- _TASK GOAL_: Reproduce the material below line for line without changing anything, but leave out the pictures.

- _SOURCE DATA_:
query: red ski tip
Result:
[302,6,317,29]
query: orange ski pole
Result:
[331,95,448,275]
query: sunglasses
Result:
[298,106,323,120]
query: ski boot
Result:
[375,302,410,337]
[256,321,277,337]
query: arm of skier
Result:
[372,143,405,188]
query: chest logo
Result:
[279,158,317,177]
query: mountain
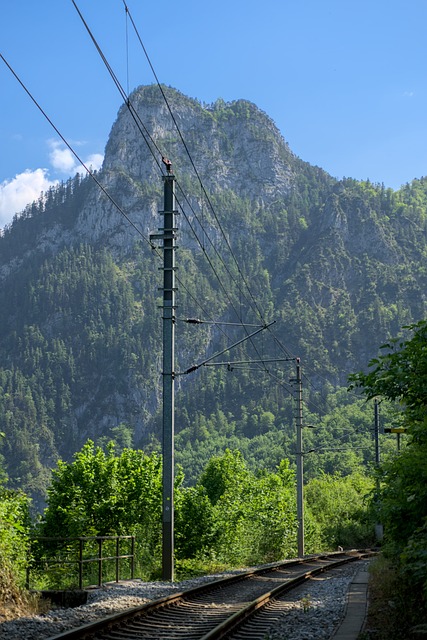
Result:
[0,86,427,504]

- _SOLVED EXERCISE_:
query: red ski tip
Result:
[302,6,317,29]
query: orange ski pole
Result:
[331,95,448,275]
query: sunglasses
Result:
[298,106,323,120]
query: ski boot
Result:
[375,302,410,337]
[256,321,277,337]
query: arm of skier
Result:
[372,143,405,188]
query: chest logo
Result:
[279,158,317,177]
query: mountain
Result:
[0,86,427,504]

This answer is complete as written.